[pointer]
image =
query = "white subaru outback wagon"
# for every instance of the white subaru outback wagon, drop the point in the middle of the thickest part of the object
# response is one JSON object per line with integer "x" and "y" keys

........

Problem to solve |
No line before the one containing "# for every" belongs in the answer; give again exactly that line and all lines after it through the end of the data.

Response to this exercise |
# for every instance of the white subaru outback wagon, drop the point in the middle of the thickest part of the object
# response is one JSON object per line with integer "x" and "y" keys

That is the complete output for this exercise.